» **WHAT TO WORK ON**: In the rows below, write out word for word the lines starting with the line that contains "Please examine the image and determine whether any stone" and going on through the line that contains "[36,165,181,224]", including both of those lines.

==== GIVEN RECORDS ====

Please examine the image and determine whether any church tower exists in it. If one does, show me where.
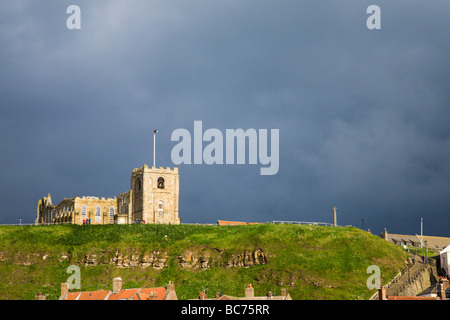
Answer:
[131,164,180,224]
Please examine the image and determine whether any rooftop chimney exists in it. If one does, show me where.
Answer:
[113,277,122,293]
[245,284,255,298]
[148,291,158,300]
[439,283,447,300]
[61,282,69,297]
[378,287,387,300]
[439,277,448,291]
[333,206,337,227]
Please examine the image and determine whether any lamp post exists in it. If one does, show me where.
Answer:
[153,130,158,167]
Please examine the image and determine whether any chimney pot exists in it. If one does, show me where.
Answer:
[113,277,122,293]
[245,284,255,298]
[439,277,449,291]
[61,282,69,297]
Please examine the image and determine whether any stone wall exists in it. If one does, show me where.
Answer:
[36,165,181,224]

====
==== GIVEN RECORDS ====

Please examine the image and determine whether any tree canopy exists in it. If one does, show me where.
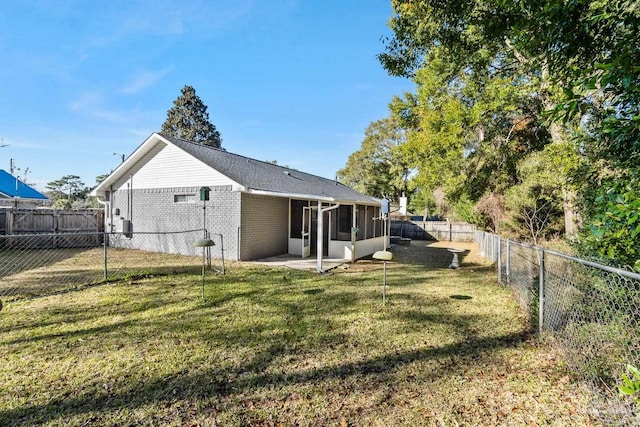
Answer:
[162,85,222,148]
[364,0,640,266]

====

» **FULL SOLUTION**:
Please examine the image and determine whether any stone wall exists in it. If one does, show me where.
Answer:
[36,165,181,224]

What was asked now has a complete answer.